Problem:
Return the records word for word. Any pictures in them are not part of the copy.

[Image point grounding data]
/---
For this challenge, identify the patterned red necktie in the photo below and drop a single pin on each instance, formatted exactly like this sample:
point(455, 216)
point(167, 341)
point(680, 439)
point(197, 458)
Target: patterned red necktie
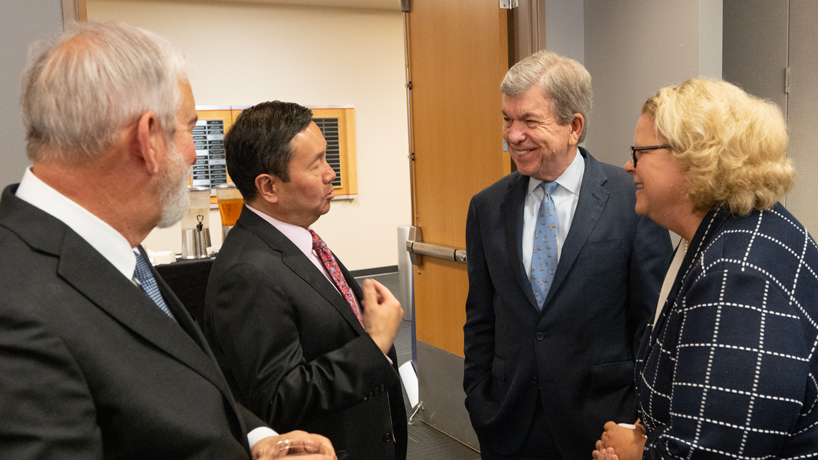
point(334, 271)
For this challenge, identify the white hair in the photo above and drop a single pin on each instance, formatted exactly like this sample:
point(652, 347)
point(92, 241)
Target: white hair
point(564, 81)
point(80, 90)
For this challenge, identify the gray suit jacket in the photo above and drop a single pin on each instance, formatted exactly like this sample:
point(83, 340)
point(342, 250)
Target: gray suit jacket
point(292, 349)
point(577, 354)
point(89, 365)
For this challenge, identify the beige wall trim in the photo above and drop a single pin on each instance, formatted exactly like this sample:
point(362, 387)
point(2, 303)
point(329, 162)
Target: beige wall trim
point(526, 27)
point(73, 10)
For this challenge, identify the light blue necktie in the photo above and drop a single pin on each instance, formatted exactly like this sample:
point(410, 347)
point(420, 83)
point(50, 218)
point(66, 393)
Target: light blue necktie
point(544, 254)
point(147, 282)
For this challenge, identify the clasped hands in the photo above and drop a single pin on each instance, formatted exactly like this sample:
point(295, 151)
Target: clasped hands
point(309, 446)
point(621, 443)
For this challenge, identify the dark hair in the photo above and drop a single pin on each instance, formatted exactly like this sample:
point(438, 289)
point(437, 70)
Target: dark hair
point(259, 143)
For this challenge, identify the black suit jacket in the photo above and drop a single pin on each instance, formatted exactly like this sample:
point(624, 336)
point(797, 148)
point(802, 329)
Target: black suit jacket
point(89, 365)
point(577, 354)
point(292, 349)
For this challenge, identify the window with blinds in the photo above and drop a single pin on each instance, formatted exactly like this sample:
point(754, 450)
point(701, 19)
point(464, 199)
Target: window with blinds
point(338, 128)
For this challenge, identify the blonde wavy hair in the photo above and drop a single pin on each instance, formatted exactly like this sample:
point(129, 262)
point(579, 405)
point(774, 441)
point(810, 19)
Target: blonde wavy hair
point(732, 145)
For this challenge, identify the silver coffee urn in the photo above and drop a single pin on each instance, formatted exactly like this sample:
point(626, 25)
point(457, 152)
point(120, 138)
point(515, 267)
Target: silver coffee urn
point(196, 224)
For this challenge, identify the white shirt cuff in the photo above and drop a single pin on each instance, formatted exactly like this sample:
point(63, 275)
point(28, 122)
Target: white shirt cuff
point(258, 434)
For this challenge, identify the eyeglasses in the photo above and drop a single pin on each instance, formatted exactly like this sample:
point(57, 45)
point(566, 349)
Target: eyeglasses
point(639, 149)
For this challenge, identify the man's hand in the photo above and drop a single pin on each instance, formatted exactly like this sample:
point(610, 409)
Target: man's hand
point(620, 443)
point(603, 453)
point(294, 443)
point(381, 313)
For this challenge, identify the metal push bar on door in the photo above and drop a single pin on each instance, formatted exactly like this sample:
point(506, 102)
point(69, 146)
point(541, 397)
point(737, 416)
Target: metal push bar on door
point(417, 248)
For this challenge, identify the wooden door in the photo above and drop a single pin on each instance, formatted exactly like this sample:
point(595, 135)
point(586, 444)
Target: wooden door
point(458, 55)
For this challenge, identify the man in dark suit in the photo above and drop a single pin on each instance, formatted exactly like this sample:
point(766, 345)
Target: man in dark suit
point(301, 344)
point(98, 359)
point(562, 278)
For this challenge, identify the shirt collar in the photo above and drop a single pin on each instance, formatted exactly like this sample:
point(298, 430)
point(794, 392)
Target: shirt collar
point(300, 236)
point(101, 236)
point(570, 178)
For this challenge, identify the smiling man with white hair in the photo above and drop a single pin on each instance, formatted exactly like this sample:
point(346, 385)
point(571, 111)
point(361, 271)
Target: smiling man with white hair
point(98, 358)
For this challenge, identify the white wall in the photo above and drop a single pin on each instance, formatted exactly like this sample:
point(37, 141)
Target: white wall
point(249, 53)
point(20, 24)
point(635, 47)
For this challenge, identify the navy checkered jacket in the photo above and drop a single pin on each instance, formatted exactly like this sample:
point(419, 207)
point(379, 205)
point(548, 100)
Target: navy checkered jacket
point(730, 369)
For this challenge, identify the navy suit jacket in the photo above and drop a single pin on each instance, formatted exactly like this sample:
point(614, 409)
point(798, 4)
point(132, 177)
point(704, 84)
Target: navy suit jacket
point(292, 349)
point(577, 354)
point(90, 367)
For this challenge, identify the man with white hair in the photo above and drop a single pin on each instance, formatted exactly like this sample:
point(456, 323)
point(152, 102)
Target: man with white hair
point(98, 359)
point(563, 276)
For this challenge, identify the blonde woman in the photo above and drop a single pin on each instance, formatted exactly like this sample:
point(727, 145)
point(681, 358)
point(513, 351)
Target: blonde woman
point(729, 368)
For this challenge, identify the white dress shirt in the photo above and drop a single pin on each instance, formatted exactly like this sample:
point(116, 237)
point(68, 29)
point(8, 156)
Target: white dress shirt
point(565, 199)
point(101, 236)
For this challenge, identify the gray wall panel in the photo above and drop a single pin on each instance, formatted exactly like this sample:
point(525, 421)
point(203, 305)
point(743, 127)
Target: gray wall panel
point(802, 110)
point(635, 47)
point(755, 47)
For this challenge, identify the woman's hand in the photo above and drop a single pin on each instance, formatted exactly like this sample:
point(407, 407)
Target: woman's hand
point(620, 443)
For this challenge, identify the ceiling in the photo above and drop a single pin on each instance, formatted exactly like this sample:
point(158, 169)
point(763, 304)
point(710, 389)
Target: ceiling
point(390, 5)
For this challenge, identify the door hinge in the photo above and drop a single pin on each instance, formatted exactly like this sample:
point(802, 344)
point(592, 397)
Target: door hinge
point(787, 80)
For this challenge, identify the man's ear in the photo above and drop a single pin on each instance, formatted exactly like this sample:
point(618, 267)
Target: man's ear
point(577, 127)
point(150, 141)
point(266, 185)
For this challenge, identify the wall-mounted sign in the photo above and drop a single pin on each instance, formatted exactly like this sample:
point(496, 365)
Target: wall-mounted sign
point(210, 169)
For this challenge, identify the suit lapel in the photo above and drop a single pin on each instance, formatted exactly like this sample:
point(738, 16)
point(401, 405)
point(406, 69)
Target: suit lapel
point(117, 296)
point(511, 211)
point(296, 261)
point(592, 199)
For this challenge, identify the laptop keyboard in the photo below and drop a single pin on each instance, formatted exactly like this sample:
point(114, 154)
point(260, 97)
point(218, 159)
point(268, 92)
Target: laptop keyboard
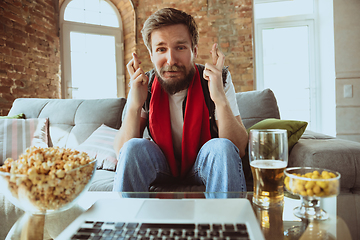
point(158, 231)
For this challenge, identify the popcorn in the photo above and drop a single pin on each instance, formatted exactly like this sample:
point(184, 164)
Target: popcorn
\---
Reply:
For this challenge, identify the patterned red necktie in the photo below and drop a single pin on each instance, formatted exactly like this sample:
point(455, 216)
point(167, 341)
point(680, 439)
point(197, 458)
Target: patterned red necktie
point(334, 271)
For this challenge, identify the white hair in the photo above and drop a single pin on each instance, formatted exactly like this sample:
point(652, 347)
point(92, 241)
Target: white hair
point(564, 81)
point(80, 90)
For this challenge, identify the gray suit jacket in the photo above and drop a single pin on each instance, formatted exactly like this sample:
point(83, 340)
point(342, 250)
Target: gray suit jacket
point(292, 349)
point(577, 354)
point(89, 365)
For this challenge, identify the beige wall trim in the photo above and drop a single pin on each instance, formatted exactly like this sample:
point(362, 387)
point(2, 303)
point(329, 162)
Target: beige wall trim
point(526, 27)
point(73, 10)
For this challenge, identify the light blue necktie in the photo above and drop a single pin on each instance, formatted exactly like this sample:
point(410, 347)
point(420, 83)
point(50, 218)
point(66, 393)
Target: light blue necktie
point(544, 254)
point(147, 282)
For this challenge, identify the clasped hands in the photo above and drop a single pin on each instance, formatted exactly like this sample:
point(295, 151)
Target: clasped hands
point(309, 446)
point(621, 443)
For this challenge, identify the dark hair in the photo above and drop a single pin on each instance, formatted exactly like this sample:
point(438, 289)
point(437, 70)
Target: dark hair
point(259, 143)
For this challenge, identify the black suit jacket in the photo above and drop a single pin on each instance, formatted exactly like this sample:
point(624, 336)
point(797, 148)
point(802, 329)
Target: black suit jacket
point(89, 365)
point(577, 354)
point(292, 349)
For this challenge, identify the window with blinds in the photo above and drop a single pin on each instance, formatted exactly like this sample:
point(754, 450)
point(701, 19)
point(464, 199)
Target: window with blinds
point(338, 128)
For this challenge, identify the blonde wavy hair in the photo above and drop a single pin on each instance, formatted exactly like this sample:
point(129, 262)
point(579, 405)
point(774, 441)
point(810, 19)
Target: blonde wavy hair
point(732, 145)
For this challenge, identify the silver coffee urn in the photo above and drop a single pin on each instance, formatted exactly like this sample:
point(626, 25)
point(457, 152)
point(120, 138)
point(515, 267)
Target: silver coffee urn
point(196, 224)
For this challenge, identify the white shirt cuff in the photo above and drop a single pin on each instance, formatted exactly like this sample:
point(63, 275)
point(28, 122)
Target: white shirt cuff
point(258, 434)
For this challenge, identify the eyeglasses in the photo above and drop a single pin on each instance, formatted exactly like this sample:
point(57, 45)
point(566, 349)
Target: eyeglasses
point(639, 149)
For this challenge, identify the man's hand in the photo above and drop a single pin on each instance, formatted exactly like this sample:
point(610, 409)
Target: man's hand
point(620, 443)
point(603, 453)
point(294, 443)
point(381, 313)
For this challenge, identify the metal push bar on door in the photo above and drop a single pin on each instance, formatted exactly like this sample:
point(506, 102)
point(69, 146)
point(541, 397)
point(737, 416)
Target: metal push bar on door
point(417, 248)
For this challenge, identify the wooden door in the photo above and drop a single pin on each instance, formatted exactly like this sample:
point(595, 135)
point(586, 444)
Target: wooden door
point(458, 55)
For this challenge, identify the man in dark suit in the photo above and drop a single pin on each instance, formatted exactly like this sample:
point(766, 345)
Target: man in dark suit
point(301, 344)
point(98, 359)
point(562, 278)
For this challenge, identify the shirt collar in the photo above and drop a single pin on each instance, formatted exactly like this sample:
point(298, 430)
point(794, 392)
Target: shirt collar
point(300, 236)
point(101, 236)
point(570, 178)
For this challenge, identify the smiling man with white hair in the photo above and drop a single pin on each instance, formatted exactly like this sample:
point(346, 385)
point(571, 111)
point(361, 271)
Target: smiling man with white hair
point(98, 358)
For this challenge, identify the white wall in the photo above and drop a single pin on each instance, formatted exactly like this sample:
point(37, 141)
Target: white wall
point(249, 53)
point(20, 24)
point(635, 47)
For this challenge, identify the navy checkered jacket in the photo above and drop a single pin on each instance, formatted exactly like this sample:
point(419, 207)
point(379, 205)
point(548, 100)
Target: navy checkered jacket
point(730, 369)
For this challenge, identify the navy suit jacket in the photo above and drop a single pin on each instance, formatted exactly like this sample:
point(614, 409)
point(798, 4)
point(132, 177)
point(704, 84)
Target: navy suit jacket
point(292, 349)
point(577, 354)
point(90, 367)
For this challenge, identify the man with white hair in the photo above and drop a single pin on each instance, formatted exactly like this sample:
point(456, 323)
point(152, 102)
Target: man with white hair
point(98, 359)
point(563, 276)
For this challenge, identify the blonde woman in the photo above and drop a single pin on each instance, formatted exactly like this sample:
point(727, 145)
point(681, 358)
point(513, 351)
Target: blonde woman
point(729, 368)
For this challenge, identify the white dress shirt in the photo above and drop a single pin on each instance, formatted exactly like this sample:
point(116, 237)
point(68, 29)
point(8, 156)
Target: white dress shirt
point(565, 199)
point(101, 236)
For this challenge, identify the gray wall panel in the photo above and drop a single pin on each instance, formatted exactly like this sample:
point(525, 421)
point(203, 305)
point(743, 127)
Target: gray wall panel
point(802, 110)
point(635, 47)
point(755, 47)
For this challenge, identify the woman's hand in the photo above and drop a single pin on each instance, formatted exactly like this sample:
point(407, 407)
Target: woman's hand
point(620, 443)
For this challenge, identify the ceiling in the photo above and drop a single pin on each instance, formatted exactly like this sample:
point(158, 169)
point(763, 304)
point(710, 389)
Target: ceiling
point(390, 5)
For this challenge, identify the door hinge in the photo above and drop a single pin on each instance, formatted exactly like this sample:
point(802, 344)
point(592, 397)
Target: door hinge
point(787, 80)
For this challenge, identify the man's ear in the photo above and drop a single pin on each instance, formatted exactly like this sample:
point(618, 267)
Target: man's ear
point(577, 127)
point(150, 141)
point(266, 185)
For this challenge, identify the wall-mounted sign in the photo above and drop a single pin on each instance, formatted exactly like this sample:
point(496, 365)
Target: wall-mounted sign
point(210, 169)
For this challenge, identify the suit lapel in the photo above and drop a single pin on each instance, formatted exactly like this sample:
point(738, 16)
point(401, 405)
point(406, 69)
Target: suit lapel
point(117, 296)
point(511, 211)
point(296, 261)
point(592, 199)
For this challenge, identify the laptop keyboard in the photo below and drop a single pin on each instance, formatted exactly like this sample:
point(114, 154)
point(260, 97)
point(218, 159)
point(268, 92)
Target: laptop keyboard
point(158, 231)
For this challenge, identify the popcorn in the photo above and drop a single pin on each instance, formatted exactly like this sample:
point(184, 164)
Target: popcorn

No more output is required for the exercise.